## TRECHO PARA LEITURA
Niall Ferguson é uma estrela editorial que fez fortuna escrevendo sobre impérios e dinheiro. Retirou a jaqueta. Em um papel, aponta os nomes dos jornalistas e dos meios de comunicação aos quais atende individualmente. Pertence a essa estirpe de britânicos que desfrutam e triunfam nos Estados Unidos. Apesar de viver na ensolarada Califórnia, sofre com a luz madrilena. Tem algo de fotofobia e sorri quando esfrega os olhos: “É o resultado de ser escocês, não estamos acostumados com o sol de vocês”.
Na conquista da América, uma pequena rede europeia atacou e derrotou uma hierarquia não europeia. Como a Espanha pôde conquistar tanto território em tão pouco tempo?
Fascina-me sobretudo a conquista de Pizarro do império inca. Os conquistadores eram uma rede que conseguiu uma vitória total com uma vantagem tecnológica que não era tão determinante. Os incas formavam uma sociedade muito hierarquizada, ao passo que os espanhóis eram quase um bando, pouco numeroso, que tinha até criminosos em suas filas e que, inclusive, às vezes, se matavam entre eles. Seu êxito é assombroso. É claro, influenciaram as enfermidades trazidas da Europa que dizimaram estas civilizações, mas acredito que também foi determinante a fragilidade da estrutura política dos incas. Estes enfrentaram os espanhóis, mas seu colapso quase imediato continua sendo um mistério. Pode ser que nisso haja uma lição que tenhamos que analisar hoje.

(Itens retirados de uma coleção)
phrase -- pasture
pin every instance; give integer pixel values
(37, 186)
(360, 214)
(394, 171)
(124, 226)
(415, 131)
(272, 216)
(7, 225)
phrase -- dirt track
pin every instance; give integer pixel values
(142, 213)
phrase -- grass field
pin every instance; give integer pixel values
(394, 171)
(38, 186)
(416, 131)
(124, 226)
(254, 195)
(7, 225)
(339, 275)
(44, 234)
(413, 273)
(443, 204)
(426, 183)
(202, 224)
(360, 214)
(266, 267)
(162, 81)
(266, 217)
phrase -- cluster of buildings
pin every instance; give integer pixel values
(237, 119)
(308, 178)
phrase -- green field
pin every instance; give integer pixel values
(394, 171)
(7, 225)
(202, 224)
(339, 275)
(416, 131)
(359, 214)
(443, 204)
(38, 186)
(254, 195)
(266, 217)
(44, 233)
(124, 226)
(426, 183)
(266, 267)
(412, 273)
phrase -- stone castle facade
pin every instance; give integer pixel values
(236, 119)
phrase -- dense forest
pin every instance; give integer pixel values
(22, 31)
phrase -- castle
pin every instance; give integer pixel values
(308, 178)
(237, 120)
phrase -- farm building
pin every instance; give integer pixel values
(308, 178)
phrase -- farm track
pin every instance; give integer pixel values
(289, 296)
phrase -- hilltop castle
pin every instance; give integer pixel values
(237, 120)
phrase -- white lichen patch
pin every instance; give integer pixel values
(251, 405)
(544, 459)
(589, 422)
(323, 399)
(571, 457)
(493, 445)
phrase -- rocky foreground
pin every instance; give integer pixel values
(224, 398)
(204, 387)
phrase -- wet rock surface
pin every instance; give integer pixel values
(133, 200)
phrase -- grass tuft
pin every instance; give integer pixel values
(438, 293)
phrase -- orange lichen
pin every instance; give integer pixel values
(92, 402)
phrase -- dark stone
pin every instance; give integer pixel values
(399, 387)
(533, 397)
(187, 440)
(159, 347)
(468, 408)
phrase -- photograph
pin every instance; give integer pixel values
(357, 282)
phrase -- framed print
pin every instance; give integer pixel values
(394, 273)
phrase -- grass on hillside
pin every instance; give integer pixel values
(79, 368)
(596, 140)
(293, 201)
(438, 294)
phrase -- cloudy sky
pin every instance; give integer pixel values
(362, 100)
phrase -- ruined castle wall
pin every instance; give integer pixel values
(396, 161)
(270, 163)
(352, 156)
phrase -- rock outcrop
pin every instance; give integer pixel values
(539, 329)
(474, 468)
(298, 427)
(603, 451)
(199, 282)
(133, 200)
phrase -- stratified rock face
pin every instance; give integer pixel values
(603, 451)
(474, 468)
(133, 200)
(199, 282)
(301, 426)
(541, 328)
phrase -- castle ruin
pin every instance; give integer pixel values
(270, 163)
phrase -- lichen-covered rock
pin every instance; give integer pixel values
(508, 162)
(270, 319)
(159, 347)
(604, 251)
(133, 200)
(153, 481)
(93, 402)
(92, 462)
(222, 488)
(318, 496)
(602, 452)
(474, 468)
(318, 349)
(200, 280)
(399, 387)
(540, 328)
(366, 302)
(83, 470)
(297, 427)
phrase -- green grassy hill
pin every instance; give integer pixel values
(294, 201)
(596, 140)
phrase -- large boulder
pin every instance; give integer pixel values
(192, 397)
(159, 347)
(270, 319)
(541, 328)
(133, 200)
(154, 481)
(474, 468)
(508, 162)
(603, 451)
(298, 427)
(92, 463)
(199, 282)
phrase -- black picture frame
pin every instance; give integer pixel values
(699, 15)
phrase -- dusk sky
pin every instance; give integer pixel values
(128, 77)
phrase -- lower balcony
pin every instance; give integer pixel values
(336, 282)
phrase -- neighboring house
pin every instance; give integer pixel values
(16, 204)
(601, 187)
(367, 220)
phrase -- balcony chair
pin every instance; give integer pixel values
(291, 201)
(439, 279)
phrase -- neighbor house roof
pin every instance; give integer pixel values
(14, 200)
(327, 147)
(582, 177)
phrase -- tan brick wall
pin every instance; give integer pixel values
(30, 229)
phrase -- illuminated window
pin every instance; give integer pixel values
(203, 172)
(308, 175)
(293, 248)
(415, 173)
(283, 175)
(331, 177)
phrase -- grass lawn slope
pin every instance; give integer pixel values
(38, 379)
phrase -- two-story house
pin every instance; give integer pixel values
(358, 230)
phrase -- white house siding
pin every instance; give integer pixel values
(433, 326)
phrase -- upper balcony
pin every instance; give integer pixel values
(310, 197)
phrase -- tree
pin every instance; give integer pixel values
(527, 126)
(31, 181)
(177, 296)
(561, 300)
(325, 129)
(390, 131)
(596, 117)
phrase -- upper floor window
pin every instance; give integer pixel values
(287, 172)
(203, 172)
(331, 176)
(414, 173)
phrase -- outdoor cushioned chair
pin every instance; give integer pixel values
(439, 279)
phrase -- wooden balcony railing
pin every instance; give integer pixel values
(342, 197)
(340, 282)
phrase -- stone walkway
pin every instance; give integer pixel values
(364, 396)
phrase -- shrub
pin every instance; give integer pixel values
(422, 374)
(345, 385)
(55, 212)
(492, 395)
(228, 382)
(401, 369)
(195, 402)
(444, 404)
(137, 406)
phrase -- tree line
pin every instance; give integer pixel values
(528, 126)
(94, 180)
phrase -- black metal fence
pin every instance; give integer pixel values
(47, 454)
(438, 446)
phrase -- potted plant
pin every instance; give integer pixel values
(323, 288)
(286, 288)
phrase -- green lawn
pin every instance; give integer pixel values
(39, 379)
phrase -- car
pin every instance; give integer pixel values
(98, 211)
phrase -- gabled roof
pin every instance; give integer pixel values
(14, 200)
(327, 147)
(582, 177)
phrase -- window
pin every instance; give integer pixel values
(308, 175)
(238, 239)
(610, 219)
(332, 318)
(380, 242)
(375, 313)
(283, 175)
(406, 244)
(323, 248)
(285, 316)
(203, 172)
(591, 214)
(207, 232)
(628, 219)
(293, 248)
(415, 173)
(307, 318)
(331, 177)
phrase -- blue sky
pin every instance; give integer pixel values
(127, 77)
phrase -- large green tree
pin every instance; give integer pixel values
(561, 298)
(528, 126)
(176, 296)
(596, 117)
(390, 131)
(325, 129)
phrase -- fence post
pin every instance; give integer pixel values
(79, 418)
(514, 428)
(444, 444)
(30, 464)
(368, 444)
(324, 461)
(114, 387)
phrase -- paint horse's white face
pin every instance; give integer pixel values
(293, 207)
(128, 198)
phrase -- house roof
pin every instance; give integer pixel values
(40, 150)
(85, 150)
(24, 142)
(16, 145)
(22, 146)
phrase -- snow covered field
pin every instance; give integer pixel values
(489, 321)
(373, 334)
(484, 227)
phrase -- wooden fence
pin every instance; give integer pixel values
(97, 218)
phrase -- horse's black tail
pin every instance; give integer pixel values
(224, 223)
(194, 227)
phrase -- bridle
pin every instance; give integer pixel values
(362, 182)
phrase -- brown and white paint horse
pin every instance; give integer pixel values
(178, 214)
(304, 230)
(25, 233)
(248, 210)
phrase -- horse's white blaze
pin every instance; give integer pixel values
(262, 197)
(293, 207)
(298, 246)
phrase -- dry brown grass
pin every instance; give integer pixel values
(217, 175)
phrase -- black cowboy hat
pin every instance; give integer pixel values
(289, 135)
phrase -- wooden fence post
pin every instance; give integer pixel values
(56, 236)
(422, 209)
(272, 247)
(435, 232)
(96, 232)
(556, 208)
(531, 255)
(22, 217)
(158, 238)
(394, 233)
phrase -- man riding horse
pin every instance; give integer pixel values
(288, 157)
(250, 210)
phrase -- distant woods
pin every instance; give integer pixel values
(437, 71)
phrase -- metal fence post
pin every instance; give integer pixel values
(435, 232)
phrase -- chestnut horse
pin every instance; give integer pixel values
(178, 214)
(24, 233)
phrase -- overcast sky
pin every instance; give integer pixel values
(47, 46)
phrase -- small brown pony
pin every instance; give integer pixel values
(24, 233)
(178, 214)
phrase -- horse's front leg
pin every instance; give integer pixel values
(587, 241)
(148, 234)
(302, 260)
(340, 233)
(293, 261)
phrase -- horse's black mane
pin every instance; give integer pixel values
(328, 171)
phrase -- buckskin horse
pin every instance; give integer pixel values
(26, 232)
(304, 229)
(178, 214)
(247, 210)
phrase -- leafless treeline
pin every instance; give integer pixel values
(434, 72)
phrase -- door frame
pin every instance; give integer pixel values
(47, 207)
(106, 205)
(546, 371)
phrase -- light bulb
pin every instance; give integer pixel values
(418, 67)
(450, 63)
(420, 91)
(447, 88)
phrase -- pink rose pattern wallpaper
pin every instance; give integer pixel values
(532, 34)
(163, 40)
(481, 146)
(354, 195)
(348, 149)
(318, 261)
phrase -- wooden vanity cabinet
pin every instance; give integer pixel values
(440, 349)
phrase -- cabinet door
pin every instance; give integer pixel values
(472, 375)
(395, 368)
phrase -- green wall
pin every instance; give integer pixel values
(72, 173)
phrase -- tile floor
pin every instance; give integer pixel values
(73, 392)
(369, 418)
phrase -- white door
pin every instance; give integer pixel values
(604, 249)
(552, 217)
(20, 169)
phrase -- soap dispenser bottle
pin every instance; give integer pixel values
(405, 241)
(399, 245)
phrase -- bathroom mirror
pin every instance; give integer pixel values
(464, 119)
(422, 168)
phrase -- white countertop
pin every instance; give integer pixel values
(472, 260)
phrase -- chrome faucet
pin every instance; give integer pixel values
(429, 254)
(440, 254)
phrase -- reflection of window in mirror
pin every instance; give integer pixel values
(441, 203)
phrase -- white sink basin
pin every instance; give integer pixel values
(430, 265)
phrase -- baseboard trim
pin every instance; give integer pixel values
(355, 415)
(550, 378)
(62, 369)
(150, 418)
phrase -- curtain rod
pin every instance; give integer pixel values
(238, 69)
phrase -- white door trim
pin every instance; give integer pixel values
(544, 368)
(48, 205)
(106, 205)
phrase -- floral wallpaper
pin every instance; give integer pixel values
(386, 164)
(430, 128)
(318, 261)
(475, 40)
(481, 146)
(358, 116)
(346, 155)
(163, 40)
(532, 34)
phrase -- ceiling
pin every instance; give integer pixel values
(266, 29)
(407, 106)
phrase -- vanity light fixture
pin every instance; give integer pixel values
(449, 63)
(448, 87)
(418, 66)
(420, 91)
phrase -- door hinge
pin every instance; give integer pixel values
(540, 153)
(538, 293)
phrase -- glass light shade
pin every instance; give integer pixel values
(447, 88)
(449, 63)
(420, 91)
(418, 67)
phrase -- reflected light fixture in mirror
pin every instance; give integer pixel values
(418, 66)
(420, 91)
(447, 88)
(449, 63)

## REQUISITOS DO EXERCÍCIO
1 – Indique se cada afirmação a seguir concorda com o trecho sobre Niall Ferguson. Responda sim ou não e cite as palavras exatas do trecho que decidem. (a) Ferguson mora na Califórnia. (b) Os espanhóis tinham uma vantagem tecnológica decisiva sobre os incas. (c) Os incas formavam uma sociedade pouco hierarquizada.
2 – Por favor, reescreva em forma de lista o parágrafo do trecho sobre Niall Ferguson que começa com "Niall Ferguson é uma estrela editorial", mantendo os fatos principais.

## SOLUÇÕES DAS TAREFAS
1 –
(a) Sim: "Apesar de viver na ensolarada Califórnia".
(b) Não: "com uma vantagem tecnológica que não era tão determinante".
(c) Não: "Os incas formavam uma sociedade muito hierarquizada".

2 –
- Niall Ferguson é uma estrela editorial que fez fortuna escrevendo sobre impérios e dinheiro.
- Tirou a jaqueta e anota num papel os nomes dos jornalistas e meios de comunicação que atende individualmente.
- É um dos britânicos que desfrutam e triunfam nos Estados Unidos.
- Vive na Califórnia, mas sofre com a luz madrilena e atribui isso a ser escocês e não estar acostumado ao sol.